— Given task 1 —
Reproduce the affidavit about Bulelani Ngcuka's briefing to editors word for word, from its heading to its final sentence.

── Excerpt provided

Affidavit from Vusi Mona

VUSI MONA APPROACHES CONSTITUTIONAL COURT, PUBLIC PROTECTOR, HUMAN RIGHT COMMISSION AND JUSTICE MINISTER ABOUT NGCUKA'S BRIEFING TO EDITORS

1. Why I have taken this decision

THE meeting the National Director of Public Prosecutions Mr Bulelani Ngcuka held with black editors in late July has become an issue.

Not one of the editors who attended the meeting has to date come out publicly to tell South Africans what transpired at that meeting. I am told that my misgivings about that meeting has upset a number of people, both inside and outside the media.

There are stories circulating in the media and in political circles about what was said at that meeting. The dictum on the one hand that the press lives by disclosure, and the sanctity of the off-the-record principle on the other, have divided the media, with some arguing the latter should be observed under all circumstances.

There are those, and I am one of them, who argue that the off-the-record principle is not absolute. In an off-the-record session where the spirit and letter of the country's Constitution are violated, the sanctity of this principle falls away.

Indeed, in an off-the-record session where no regard is paid to the Bill of Rights – which protects the basic and fundamental rights with which every person is born – the sanctity of this principle falls away.

In fact, the sanctity of this principle is subject to the country's Constitution and not the other way round. Therefore, where a citizen's constitutional rights are violated, under the guise of an off-the-record briefing, it is the Constitution (which contains the Bill of Rights) that must prevail and not the sanctity of off-the-record.

────
── Supplied information

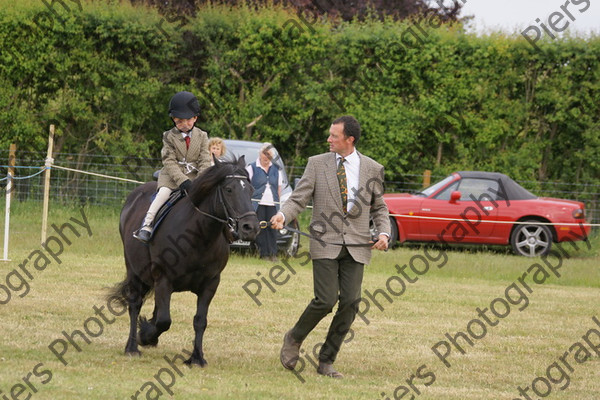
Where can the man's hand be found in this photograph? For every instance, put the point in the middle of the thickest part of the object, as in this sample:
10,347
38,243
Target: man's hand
382,242
277,221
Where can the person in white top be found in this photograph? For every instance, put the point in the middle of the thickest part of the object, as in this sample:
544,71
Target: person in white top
267,182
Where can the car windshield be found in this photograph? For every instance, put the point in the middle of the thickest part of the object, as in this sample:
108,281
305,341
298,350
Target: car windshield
436,186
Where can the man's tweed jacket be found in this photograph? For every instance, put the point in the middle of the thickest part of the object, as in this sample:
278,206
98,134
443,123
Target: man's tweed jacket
173,173
329,223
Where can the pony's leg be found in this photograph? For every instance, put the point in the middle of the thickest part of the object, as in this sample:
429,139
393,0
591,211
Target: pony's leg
205,296
135,298
161,317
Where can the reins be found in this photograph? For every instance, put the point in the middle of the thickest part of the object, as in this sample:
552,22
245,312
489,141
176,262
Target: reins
264,224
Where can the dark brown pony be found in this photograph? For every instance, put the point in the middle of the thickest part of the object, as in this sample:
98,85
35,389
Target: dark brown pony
188,251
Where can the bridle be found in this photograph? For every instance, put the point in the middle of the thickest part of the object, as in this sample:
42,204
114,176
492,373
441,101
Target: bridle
232,222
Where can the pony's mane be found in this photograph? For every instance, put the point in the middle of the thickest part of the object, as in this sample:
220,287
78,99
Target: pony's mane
204,184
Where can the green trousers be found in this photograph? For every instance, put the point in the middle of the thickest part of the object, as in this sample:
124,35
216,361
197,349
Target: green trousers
335,280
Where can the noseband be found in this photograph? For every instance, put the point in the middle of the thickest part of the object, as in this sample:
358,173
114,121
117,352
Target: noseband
232,222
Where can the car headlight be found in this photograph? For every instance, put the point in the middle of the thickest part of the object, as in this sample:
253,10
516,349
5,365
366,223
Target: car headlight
578,214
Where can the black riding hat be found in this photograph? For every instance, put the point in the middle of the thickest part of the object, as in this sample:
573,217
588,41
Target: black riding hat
184,105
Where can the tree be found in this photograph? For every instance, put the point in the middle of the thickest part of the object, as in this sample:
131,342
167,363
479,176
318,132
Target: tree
337,9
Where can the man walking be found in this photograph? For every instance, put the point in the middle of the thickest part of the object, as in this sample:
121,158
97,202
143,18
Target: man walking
346,189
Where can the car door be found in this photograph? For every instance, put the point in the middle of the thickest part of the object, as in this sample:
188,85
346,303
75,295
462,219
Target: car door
461,219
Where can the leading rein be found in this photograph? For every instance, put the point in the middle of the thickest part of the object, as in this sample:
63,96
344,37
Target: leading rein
265,224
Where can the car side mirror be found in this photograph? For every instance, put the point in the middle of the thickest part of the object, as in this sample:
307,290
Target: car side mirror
455,196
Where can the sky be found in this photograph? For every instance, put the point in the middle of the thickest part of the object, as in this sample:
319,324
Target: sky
517,15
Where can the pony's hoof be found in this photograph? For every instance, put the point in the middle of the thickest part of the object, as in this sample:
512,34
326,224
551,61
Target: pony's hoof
201,362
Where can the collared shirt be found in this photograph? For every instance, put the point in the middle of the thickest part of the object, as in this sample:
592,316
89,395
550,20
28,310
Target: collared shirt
352,166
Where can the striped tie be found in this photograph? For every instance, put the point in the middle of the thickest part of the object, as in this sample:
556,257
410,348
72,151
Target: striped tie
341,174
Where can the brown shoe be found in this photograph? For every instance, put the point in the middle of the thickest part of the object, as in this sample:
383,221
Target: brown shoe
327,370
290,351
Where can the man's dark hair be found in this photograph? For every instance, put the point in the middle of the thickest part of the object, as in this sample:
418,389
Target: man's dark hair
351,127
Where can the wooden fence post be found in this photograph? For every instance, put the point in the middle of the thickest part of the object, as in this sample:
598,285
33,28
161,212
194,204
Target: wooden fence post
10,185
426,178
48,164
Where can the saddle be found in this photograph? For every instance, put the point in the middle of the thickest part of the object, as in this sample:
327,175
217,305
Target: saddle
175,196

────

— Given task 2 —
Show each line of the rows above that contains the string "post".

— Correct response 1 —
Affidavit from Vusi Mona

VUSI MONA APPROACHES CONSTITUTIONAL COURT, PUBLIC PROTECTOR, HUMAN RIGHT COMMISSION AND JUSTICE MINISTER ABOUT NGCUKA'S BRIEFING TO EDITORS

1. Why I have taken this decision

THE meeting the National Director of Public Prosecutions Mr Bulelani Ngcuka held with black editors in late July has become an issue.

Not one of the editors who attended the meeting has to date come out publicly to tell South Africans what transpired at that meeting. I am told that my misgivings about that meeting has upset a number of people, both inside and outside the media.

There are stories circulating in the media and in political circles about what was said at that meeting. The dictum on the one hand that the press lives by disclosure, and the sanctity of the off-the-record principle on the other, have divided the media, with some arguing the latter should be observed under all circumstances.

There are those, and I am one of them, who argue that the off-the-record principle is not absolute. In an off-the-record session where the spirit and letter of the country's Constitution are violated, the sanctity of this principle falls away.

Indeed, in an off-the-record session where no regard is paid to the Bill of Rights – which protects the basic and fundamental rights with which every person is born – the sanctity of this principle falls away.

In fact, the sanctity of this principle is subject to the country's Constitution and not the other way round. Therefore, where a citizen's constitutional rights are violated, under the guise of an off-the-record briefing, it is the Constitution (which contains the Bill of Rights) that must prevail and not the sanctity of off-the-record.

— Correct response 2 —
Where can the wooden fence post be found in this photograph? For every instance, put the point in the middle of the thickest part of the object, as in this sample:
Target: wooden fence post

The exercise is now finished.